Rewrite the lines below so that each "keypoint" becomes "marker", and keep every other character the same.

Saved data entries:
◇ ◇ ◇ ◇ ◇ ◇ ◇

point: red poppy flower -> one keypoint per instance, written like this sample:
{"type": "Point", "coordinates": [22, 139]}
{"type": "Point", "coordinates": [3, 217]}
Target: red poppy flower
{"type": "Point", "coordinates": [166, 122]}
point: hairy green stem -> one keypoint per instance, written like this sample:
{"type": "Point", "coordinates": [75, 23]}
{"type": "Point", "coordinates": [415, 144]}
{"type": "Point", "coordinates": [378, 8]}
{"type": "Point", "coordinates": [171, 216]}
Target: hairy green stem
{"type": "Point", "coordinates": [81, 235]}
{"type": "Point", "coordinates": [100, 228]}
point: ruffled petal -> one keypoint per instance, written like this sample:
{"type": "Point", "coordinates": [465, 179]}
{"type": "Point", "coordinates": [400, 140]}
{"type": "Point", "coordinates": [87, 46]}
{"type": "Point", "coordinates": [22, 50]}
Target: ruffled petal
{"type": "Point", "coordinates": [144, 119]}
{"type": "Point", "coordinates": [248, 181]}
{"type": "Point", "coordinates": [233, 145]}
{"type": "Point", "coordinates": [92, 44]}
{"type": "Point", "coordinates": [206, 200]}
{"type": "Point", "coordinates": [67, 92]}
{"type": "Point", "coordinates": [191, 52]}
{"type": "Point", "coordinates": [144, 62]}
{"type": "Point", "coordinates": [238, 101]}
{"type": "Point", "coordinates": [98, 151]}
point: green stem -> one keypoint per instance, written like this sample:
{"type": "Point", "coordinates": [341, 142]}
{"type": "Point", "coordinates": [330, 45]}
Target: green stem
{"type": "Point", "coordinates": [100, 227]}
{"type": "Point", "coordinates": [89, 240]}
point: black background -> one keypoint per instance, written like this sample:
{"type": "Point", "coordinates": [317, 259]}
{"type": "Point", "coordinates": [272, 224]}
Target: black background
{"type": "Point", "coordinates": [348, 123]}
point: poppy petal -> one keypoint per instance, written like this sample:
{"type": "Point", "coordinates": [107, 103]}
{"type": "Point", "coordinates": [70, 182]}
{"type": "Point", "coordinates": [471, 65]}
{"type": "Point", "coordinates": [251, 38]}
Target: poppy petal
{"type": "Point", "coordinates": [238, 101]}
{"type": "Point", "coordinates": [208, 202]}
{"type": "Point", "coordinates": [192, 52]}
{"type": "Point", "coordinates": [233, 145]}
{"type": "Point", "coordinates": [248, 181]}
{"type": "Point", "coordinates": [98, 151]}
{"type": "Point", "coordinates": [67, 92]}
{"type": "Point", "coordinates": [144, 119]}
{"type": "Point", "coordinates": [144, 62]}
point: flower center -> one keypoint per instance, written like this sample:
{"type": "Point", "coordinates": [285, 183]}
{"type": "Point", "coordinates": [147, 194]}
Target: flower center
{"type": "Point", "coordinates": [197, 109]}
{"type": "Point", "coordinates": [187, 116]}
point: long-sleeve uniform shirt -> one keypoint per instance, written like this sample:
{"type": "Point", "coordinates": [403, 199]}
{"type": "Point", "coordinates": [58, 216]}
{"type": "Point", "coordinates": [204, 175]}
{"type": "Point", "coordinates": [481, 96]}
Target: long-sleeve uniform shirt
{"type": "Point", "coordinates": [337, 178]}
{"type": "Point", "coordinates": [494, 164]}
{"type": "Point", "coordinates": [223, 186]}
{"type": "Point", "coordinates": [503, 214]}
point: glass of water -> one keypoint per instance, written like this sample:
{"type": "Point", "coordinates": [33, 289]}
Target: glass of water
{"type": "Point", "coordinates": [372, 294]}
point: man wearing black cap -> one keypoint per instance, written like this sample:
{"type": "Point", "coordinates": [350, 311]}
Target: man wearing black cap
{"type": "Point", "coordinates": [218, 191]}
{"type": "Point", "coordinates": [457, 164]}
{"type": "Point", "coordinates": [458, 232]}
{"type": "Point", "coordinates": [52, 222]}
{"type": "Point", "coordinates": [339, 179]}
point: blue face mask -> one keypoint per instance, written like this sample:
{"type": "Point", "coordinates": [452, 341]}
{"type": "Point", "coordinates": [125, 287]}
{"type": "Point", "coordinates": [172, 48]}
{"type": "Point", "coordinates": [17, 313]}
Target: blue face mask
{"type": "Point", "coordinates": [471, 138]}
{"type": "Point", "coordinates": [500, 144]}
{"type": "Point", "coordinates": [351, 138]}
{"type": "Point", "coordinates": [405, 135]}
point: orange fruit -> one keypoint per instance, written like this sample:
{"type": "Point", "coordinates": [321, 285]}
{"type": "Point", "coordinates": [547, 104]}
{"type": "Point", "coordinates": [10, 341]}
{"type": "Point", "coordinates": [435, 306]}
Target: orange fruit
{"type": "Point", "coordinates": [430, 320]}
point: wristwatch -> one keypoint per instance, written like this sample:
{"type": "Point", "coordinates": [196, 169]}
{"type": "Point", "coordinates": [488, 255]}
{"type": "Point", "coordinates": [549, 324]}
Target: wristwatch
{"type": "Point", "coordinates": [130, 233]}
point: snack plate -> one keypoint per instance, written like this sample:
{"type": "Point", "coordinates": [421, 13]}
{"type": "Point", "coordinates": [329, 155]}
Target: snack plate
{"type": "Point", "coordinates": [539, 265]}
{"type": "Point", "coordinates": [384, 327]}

◇ ◇ ◇ ◇ ◇ ◇ ◇

■ **TASK SOLUTION**:
point: red poppy flower -> one marker per instance, written like this sample:
{"type": "Point", "coordinates": [22, 139]}
{"type": "Point", "coordinates": [3, 217]}
Target: red poppy flower
{"type": "Point", "coordinates": [166, 122]}
point: hairy green stem -> one marker per instance, written like this sample:
{"type": "Point", "coordinates": [75, 23]}
{"type": "Point", "coordinates": [415, 144]}
{"type": "Point", "coordinates": [378, 8]}
{"type": "Point", "coordinates": [171, 216]}
Target: hairy green stem
{"type": "Point", "coordinates": [81, 235]}
{"type": "Point", "coordinates": [100, 228]}
point: ruffled petal -> one marker per instance, written like this sample:
{"type": "Point", "coordinates": [465, 179]}
{"type": "Point", "coordinates": [400, 140]}
{"type": "Point", "coordinates": [87, 46]}
{"type": "Point", "coordinates": [22, 50]}
Target: ruffled petal
{"type": "Point", "coordinates": [144, 119]}
{"type": "Point", "coordinates": [248, 181]}
{"type": "Point", "coordinates": [233, 145]}
{"type": "Point", "coordinates": [92, 44]}
{"type": "Point", "coordinates": [206, 200]}
{"type": "Point", "coordinates": [67, 92]}
{"type": "Point", "coordinates": [191, 52]}
{"type": "Point", "coordinates": [144, 62]}
{"type": "Point", "coordinates": [238, 101]}
{"type": "Point", "coordinates": [98, 151]}
point: green stem -> one marker per instance, written like this sample:
{"type": "Point", "coordinates": [341, 142]}
{"type": "Point", "coordinates": [330, 45]}
Target: green stem
{"type": "Point", "coordinates": [100, 227]}
{"type": "Point", "coordinates": [89, 240]}
point: black background -> one marker per instance, written like this sample:
{"type": "Point", "coordinates": [317, 259]}
{"type": "Point", "coordinates": [272, 224]}
Target: black background
{"type": "Point", "coordinates": [348, 123]}
point: poppy petal -> one marker per instance, written like this sample:
{"type": "Point", "coordinates": [107, 103]}
{"type": "Point", "coordinates": [70, 182]}
{"type": "Point", "coordinates": [471, 65]}
{"type": "Point", "coordinates": [251, 38]}
Target: poppy petal
{"type": "Point", "coordinates": [238, 101]}
{"type": "Point", "coordinates": [208, 202]}
{"type": "Point", "coordinates": [192, 52]}
{"type": "Point", "coordinates": [233, 145]}
{"type": "Point", "coordinates": [248, 181]}
{"type": "Point", "coordinates": [98, 151]}
{"type": "Point", "coordinates": [67, 92]}
{"type": "Point", "coordinates": [144, 119]}
{"type": "Point", "coordinates": [144, 62]}
point: flower center -> one marker per instance, written like this sample:
{"type": "Point", "coordinates": [285, 183]}
{"type": "Point", "coordinates": [147, 194]}
Target: flower center
{"type": "Point", "coordinates": [197, 109]}
{"type": "Point", "coordinates": [187, 116]}
point: long-sleeve uniform shirt -> one marker per instance, written like this sample:
{"type": "Point", "coordinates": [403, 199]}
{"type": "Point", "coordinates": [58, 216]}
{"type": "Point", "coordinates": [204, 175]}
{"type": "Point", "coordinates": [481, 96]}
Target: long-sleeve uniform shirt
{"type": "Point", "coordinates": [337, 178]}
{"type": "Point", "coordinates": [494, 164]}
{"type": "Point", "coordinates": [223, 186]}
{"type": "Point", "coordinates": [503, 214]}
point: glass of water -> one marker per instance, written like this sample:
{"type": "Point", "coordinates": [33, 289]}
Target: glass of water
{"type": "Point", "coordinates": [372, 294]}
point: man wearing black cap -> one marker per instance, written like this sample:
{"type": "Point", "coordinates": [350, 311]}
Target: man wearing black cap
{"type": "Point", "coordinates": [218, 191]}
{"type": "Point", "coordinates": [457, 164]}
{"type": "Point", "coordinates": [458, 232]}
{"type": "Point", "coordinates": [52, 222]}
{"type": "Point", "coordinates": [339, 179]}
point: blue face mask -> one marker per instance, written like this sample:
{"type": "Point", "coordinates": [452, 341]}
{"type": "Point", "coordinates": [125, 287]}
{"type": "Point", "coordinates": [172, 48]}
{"type": "Point", "coordinates": [17, 313]}
Target: blue face mask
{"type": "Point", "coordinates": [471, 138]}
{"type": "Point", "coordinates": [500, 144]}
{"type": "Point", "coordinates": [351, 138]}
{"type": "Point", "coordinates": [405, 135]}
point: orange fruit -> one marker per instance, written like this sample:
{"type": "Point", "coordinates": [321, 285]}
{"type": "Point", "coordinates": [547, 104]}
{"type": "Point", "coordinates": [10, 341]}
{"type": "Point", "coordinates": [435, 306]}
Target: orange fruit
{"type": "Point", "coordinates": [430, 320]}
point: wristwatch -> one marker per instance, written like this sample:
{"type": "Point", "coordinates": [196, 169]}
{"type": "Point", "coordinates": [488, 255]}
{"type": "Point", "coordinates": [549, 324]}
Target: wristwatch
{"type": "Point", "coordinates": [130, 233]}
point: snack plate -> one marker per instance, written like this sample:
{"type": "Point", "coordinates": [421, 13]}
{"type": "Point", "coordinates": [329, 155]}
Target: snack plate
{"type": "Point", "coordinates": [539, 265]}
{"type": "Point", "coordinates": [384, 327]}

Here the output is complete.